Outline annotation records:
────────
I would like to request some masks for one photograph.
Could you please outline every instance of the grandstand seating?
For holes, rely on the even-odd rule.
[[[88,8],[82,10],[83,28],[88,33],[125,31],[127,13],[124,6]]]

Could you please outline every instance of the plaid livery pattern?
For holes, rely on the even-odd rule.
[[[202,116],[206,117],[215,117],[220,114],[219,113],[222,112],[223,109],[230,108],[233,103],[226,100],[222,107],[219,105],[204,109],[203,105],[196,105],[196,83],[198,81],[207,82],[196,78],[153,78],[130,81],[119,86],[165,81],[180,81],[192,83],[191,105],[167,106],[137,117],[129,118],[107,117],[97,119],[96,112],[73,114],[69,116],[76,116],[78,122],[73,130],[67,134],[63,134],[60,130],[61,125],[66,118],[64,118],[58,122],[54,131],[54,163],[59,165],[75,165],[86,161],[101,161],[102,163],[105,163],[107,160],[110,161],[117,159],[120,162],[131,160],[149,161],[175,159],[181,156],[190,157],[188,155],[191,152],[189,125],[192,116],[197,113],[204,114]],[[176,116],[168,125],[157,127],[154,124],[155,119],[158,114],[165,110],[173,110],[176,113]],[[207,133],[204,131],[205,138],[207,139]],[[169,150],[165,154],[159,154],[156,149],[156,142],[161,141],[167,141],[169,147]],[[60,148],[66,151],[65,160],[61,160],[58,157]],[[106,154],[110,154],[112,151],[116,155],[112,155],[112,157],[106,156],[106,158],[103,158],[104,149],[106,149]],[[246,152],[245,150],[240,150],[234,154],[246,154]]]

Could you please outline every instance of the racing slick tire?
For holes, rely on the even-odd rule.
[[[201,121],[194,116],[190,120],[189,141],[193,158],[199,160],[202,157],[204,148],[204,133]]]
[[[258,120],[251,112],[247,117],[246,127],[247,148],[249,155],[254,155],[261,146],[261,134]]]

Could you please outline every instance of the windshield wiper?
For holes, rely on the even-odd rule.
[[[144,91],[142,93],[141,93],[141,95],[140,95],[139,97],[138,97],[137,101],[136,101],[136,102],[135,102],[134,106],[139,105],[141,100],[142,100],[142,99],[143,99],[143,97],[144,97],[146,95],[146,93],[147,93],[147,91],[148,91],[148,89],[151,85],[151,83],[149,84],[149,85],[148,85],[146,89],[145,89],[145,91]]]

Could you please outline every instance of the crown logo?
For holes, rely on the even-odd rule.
────────
Task to complete:
Retype all of the entries precisely as they are.

Result:
I would like to request some masks for one photograph.
Could you please outline every instance of the grandstand seating?
For holes, rely on the even-odd rule.
[[[88,8],[82,10],[83,28],[88,33],[125,31],[127,13],[124,6]]]

Could you please outline every instance of the plaid livery pattern?
For holes, rely on the even-odd rule.
[[[202,116],[206,117],[215,117],[220,114],[219,113],[222,112],[223,109],[230,108],[233,103],[226,100],[222,107],[219,105],[204,109],[203,105],[196,105],[196,83],[198,81],[207,82],[196,78],[153,78],[130,81],[119,86],[165,81],[180,81],[192,83],[191,105],[167,106],[137,117],[129,118],[107,117],[97,119],[96,112],[73,114],[69,116],[76,116],[78,122],[73,130],[67,134],[63,134],[60,130],[61,125],[66,118],[64,118],[58,122],[54,131],[54,163],[59,165],[75,165],[86,161],[101,161],[102,163],[105,163],[107,160],[110,161],[117,159],[120,162],[131,160],[149,161],[175,159],[181,156],[190,157],[188,155],[191,152],[189,125],[192,116],[197,113],[204,114]],[[176,116],[168,125],[157,127],[154,124],[155,119],[158,114],[165,110],[173,110],[176,113]],[[207,133],[204,131],[205,138],[207,139]],[[169,150],[165,154],[159,154],[156,149],[156,142],[161,141],[167,141],[169,147]],[[60,148],[66,151],[65,160],[61,160],[58,157]],[[106,154],[110,154],[112,151],[116,155],[112,155],[112,157],[106,156],[106,158],[103,158],[104,149],[106,149]],[[246,152],[245,150],[240,150],[234,154],[246,154]]]

Could you please outline every instance of the racing slick tire?
For holes, rely on the even-odd rule.
[[[201,121],[194,116],[190,120],[189,141],[193,158],[199,160],[202,157],[204,148],[204,133]]]
[[[258,120],[251,112],[247,117],[246,127],[247,148],[249,155],[254,155],[261,146],[261,134]]]

Could you please outline every instance of the windshield wiper?
For holes, rely on the even-odd rule.
[[[144,91],[142,93],[141,93],[141,95],[140,95],[139,97],[138,97],[137,101],[136,101],[136,102],[135,102],[134,106],[139,105],[141,100],[142,100],[142,99],[143,99],[143,97],[144,97],[146,95],[146,93],[147,93],[147,91],[148,91],[148,89],[151,85],[151,83],[149,84],[149,85],[148,85],[146,89],[145,89],[145,91]]]

Could you please outline every instance of the crown logo?
For holes, rely on the even-odd rule.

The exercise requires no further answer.